**Data for the task:**
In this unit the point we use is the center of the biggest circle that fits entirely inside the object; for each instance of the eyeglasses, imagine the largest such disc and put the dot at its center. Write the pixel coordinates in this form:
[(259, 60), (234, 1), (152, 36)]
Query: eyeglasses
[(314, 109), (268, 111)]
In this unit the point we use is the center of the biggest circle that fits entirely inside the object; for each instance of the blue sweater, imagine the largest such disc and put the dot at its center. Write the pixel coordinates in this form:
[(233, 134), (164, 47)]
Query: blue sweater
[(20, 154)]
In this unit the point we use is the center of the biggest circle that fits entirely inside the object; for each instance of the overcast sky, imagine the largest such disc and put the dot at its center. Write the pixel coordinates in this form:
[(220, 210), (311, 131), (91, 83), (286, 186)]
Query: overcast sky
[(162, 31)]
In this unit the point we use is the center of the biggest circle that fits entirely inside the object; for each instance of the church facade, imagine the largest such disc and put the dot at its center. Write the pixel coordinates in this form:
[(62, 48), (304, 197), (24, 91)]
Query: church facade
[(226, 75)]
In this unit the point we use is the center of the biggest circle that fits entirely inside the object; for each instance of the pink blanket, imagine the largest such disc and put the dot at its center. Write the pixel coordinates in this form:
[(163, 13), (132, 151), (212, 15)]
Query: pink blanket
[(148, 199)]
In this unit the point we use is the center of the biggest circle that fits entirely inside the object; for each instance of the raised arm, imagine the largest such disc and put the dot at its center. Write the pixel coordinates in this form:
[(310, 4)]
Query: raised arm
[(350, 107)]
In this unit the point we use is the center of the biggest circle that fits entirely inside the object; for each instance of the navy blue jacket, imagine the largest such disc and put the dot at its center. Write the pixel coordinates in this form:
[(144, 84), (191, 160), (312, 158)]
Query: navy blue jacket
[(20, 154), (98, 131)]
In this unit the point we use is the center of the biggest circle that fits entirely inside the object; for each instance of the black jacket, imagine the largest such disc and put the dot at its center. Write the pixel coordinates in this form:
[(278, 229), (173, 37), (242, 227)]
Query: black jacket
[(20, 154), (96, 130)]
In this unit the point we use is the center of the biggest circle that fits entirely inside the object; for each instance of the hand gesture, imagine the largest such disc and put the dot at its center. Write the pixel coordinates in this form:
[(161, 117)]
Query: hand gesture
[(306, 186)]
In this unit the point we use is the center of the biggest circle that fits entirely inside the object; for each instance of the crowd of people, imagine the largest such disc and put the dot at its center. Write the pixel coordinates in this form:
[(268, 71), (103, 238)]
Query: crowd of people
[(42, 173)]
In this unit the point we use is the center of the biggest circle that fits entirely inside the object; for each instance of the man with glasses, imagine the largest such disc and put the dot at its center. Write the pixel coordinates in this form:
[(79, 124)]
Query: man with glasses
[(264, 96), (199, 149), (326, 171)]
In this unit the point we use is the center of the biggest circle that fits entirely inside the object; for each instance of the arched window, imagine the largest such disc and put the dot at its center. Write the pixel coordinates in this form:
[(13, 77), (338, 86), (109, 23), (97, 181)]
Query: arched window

**Your instructions:** Return the span of lines in the data above that opens at the line with "[(278, 229), (173, 37), (242, 227)]" and closes at the line with "of the hand", exactly, ends included, nothing else.

**Result:**
[(278, 229), (173, 37), (242, 227)]
Query: black jacket
[(20, 154), (96, 130)]
In this unit the point we use is the center of the biggest circle that fits entirely inside the object; for each instance of the hand gesture, imagine the largest such disc and put the dot at its center. Write the pixel coordinates in this form:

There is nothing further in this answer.